===== Reading text
Utah’s DUI tally for 2019 about the same as last year despite stricter law
(Sean P. Means | Salt Lake Tribune file photo) Utah Highway Patrol's Col. Michael Rapich talks about the first day of enforcement of Utah's stricter new DUI laws on Monday, Dec. 31, 2018, at UHP's offices in Taylorsville.
The Utah Highway Patrol estimates that the number of drunken driving arrests in 2019 is about the same as last year — even though the state has been operating under the nation’s strictest DUI law
for the past 12 months.
On Dec. 30, 2018, Utah’s blood alcohol standard — used to determine when drivers are considered legally impaired — dropped from 0.08% to 0.05%.
“The 0.05 change was absolutely never about arresting people that we wouldn’t have otherwise arrested," UHP Col. Michael S. Rapich
“The biggest thing was encouraging people to make better decisions.”
Speaking on the Utah “Booze News" podcast
, Rapich said Utah law enforcement agencies previously made, on average, about 10,000 DUI arrests a year.
“We’re in that ballpark this year," he said, noting final annual figures are not yet available. "So not a really significant change in the number of people that were arrested for DUI.”
==========
===== Provided information
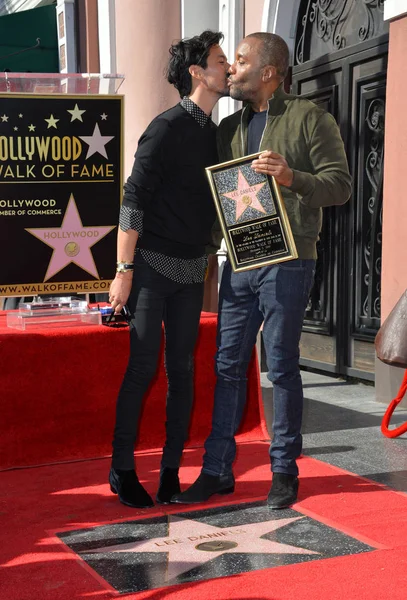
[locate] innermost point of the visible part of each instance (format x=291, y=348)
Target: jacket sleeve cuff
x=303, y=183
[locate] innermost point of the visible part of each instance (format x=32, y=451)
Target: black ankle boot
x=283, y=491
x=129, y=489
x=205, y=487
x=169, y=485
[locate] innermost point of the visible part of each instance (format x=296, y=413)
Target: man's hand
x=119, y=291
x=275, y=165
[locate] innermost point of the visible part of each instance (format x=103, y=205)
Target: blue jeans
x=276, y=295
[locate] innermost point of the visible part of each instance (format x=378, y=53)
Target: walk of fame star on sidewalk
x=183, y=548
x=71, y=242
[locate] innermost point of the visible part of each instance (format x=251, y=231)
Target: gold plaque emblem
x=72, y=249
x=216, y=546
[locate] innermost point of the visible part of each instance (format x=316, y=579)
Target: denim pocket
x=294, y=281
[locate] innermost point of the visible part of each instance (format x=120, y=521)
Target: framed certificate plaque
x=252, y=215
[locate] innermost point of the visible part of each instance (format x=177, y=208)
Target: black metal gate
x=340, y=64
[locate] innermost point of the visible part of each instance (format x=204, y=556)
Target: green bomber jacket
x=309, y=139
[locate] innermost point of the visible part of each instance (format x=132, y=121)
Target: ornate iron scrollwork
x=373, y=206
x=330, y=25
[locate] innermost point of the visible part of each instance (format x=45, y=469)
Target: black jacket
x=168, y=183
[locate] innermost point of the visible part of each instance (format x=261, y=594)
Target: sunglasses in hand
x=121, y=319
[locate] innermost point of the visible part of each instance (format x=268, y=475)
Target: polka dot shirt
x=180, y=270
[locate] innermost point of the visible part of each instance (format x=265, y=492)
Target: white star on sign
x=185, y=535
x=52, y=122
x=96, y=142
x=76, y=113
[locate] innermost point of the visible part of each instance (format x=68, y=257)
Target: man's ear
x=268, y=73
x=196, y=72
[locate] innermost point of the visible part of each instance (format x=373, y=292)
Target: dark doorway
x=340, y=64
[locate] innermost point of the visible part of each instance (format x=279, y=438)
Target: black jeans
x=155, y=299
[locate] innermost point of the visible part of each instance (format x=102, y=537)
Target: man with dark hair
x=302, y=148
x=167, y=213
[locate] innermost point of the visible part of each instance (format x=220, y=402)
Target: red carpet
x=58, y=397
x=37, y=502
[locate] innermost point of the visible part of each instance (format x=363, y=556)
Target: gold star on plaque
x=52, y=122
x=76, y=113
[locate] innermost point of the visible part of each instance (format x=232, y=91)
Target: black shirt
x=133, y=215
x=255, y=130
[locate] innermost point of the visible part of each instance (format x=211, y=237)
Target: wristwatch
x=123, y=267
==========
> About this task: Copy the entire article on Utah's DUI arrests word for word. The material has no connection to the article on Utah's DUI arrests.

> Answer space:
Utah’s DUI tally for 2019 about the same as last year despite stricter law
(Sean P. Means | Salt Lake Tribune file photo) Utah Highway Patrol's Col. Michael Rapich talks about the first day of enforcement of Utah's stricter new DUI laws on Monday, Dec. 31, 2018, at UHP's offices in Taylorsville.
The Utah Highway Patrol estimates that the number of drunken driving arrests in 2019 is about the same as last year — even though the state has been operating under the nation’s strictest DUI law
for the past 12 months.
On Dec. 30, 2018, Utah’s blood alcohol standard — used to determine when drivers are considered legally impaired — dropped from 0.08% to 0.05%.
“The 0.05 change was absolutely never about arresting people that we wouldn’t have otherwise arrested," UHP Col. Michael S. Rapich
“The biggest thing was encouraging people to make better decisions.”
Speaking on the Utah “Booze News" podcast
, Rapich said Utah law enforcement agencies previously made, on average, about 10,000 DUI arrests a year.
“We’re in that ballpark this year," he said, noting final annual figures are not yet available. "So not a really significant change in the number of people that were arrested for DUI.”